Required task 1 – Copy these records without any change, from the line containing "Trace the outline of every instance of the lake" through the line containing "31), (157, 15)]", with both of those lines included.

=====

Do people eat a lot of heart there? If you can find a whole sale/ small processing plant you might be able to add some good chicken meat to go with the frames by adding hearts. Here in general all kind of hearts are the most inexpensive boneless meat (rich meat I should add) since it's not the first choice for people food.


----------



## hmbutler (Aug 4, 2011)

funshine said:


> Do people eat a lot of heart there? If you can find a whole sale/ small processing plant you might be able to add some good chicken meat to go with the frames by adding hearts. Here in general all kind of hearts are the most inexpensive boneless meat (rich meat I should add) since it's not the first choice for people food.


yeah heart isnt too bad, I havent actually asked about chicken heart though. But, for example, I can get beef heart for around $1.50/lb (still not super cheap, but decent for rich beef, considering beef "trimmings", which is any meat/fatty bit they dont sell, is around $3.40/lb!)

=====

Required task 2 – In the forum thread about hearts as cheap meat, list each different phrase where the word "chicken" or "beef" is directly followed by another word.

=====

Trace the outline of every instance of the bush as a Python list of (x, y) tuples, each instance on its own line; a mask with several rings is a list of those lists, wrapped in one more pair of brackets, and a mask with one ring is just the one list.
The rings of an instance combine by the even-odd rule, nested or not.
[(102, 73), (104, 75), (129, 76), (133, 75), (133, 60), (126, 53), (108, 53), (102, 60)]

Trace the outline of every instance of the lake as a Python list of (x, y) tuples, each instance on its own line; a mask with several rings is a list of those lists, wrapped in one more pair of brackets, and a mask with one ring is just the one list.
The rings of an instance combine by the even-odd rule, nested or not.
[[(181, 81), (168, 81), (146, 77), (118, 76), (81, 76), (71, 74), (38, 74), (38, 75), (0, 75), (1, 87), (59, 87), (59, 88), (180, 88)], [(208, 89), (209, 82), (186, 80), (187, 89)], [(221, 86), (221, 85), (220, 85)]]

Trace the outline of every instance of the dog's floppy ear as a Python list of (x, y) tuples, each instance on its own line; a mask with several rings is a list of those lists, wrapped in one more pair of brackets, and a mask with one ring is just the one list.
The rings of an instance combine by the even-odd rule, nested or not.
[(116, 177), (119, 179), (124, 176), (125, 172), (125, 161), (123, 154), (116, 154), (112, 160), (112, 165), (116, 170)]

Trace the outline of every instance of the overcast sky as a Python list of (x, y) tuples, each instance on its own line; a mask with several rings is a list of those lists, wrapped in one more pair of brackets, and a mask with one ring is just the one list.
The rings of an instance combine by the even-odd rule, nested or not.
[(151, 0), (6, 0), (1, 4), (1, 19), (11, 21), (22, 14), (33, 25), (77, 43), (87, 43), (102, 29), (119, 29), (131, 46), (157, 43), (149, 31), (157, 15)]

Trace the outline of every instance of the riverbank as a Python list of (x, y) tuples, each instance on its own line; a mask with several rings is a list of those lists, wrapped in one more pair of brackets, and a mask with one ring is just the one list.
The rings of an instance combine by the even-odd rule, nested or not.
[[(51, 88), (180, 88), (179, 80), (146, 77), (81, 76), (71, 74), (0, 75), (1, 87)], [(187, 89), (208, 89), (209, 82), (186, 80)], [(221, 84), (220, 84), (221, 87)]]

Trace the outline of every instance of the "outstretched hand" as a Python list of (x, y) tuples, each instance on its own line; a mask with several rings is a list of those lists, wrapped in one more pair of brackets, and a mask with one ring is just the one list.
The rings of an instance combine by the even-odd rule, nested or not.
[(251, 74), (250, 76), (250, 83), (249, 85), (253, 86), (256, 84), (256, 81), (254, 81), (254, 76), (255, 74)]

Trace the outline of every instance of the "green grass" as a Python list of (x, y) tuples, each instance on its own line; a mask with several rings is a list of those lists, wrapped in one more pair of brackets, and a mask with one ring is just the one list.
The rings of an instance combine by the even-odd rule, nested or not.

=====

Full output 1 –
Trace the outline of every instance of the lake as a Python list of (x, y) tuples, each instance on its own line; a mask with several rings is a list of those lists, wrapped in one more pair of brackets, and a mask with one ring is just the one list.
The rings of an instance combine by the even-odd rule, nested or not.
[[(181, 81), (168, 81), (146, 77), (118, 76), (81, 76), (71, 74), (38, 74), (38, 75), (0, 75), (1, 87), (59, 87), (59, 88), (180, 88)], [(208, 89), (209, 82), (186, 80), (187, 89)], [(221, 86), (221, 85), (220, 85)]]

Trace the outline of every instance of the dog's floppy ear as a Python list of (x, y) tuples, each instance on its own line; a mask with several rings is a list of those lists, wrapped in one more pair of brackets, and a mask with one ring is just the one list.
The rings of an instance combine by the even-odd rule, nested or not.
[(116, 177), (119, 179), (124, 176), (125, 172), (125, 161), (123, 154), (116, 154), (112, 160), (112, 165), (116, 170)]

Trace the outline of every instance of the overcast sky as a Python list of (x, y) tuples, each instance on its own line; a mask with several rings is a list of those lists, wrapped in one more pair of brackets, and a mask with one ring is just the one list.
The rings of an instance combine by the even-odd rule, nested or not.
[(151, 0), (6, 0), (1, 4), (1, 19), (11, 21), (22, 14), (33, 25), (77, 43), (87, 43), (102, 29), (119, 29), (131, 46), (157, 43), (149, 31), (157, 15)]

Full output 2 –
- chicken meat
- chicken heart
- beef heart
- beef "trimmings"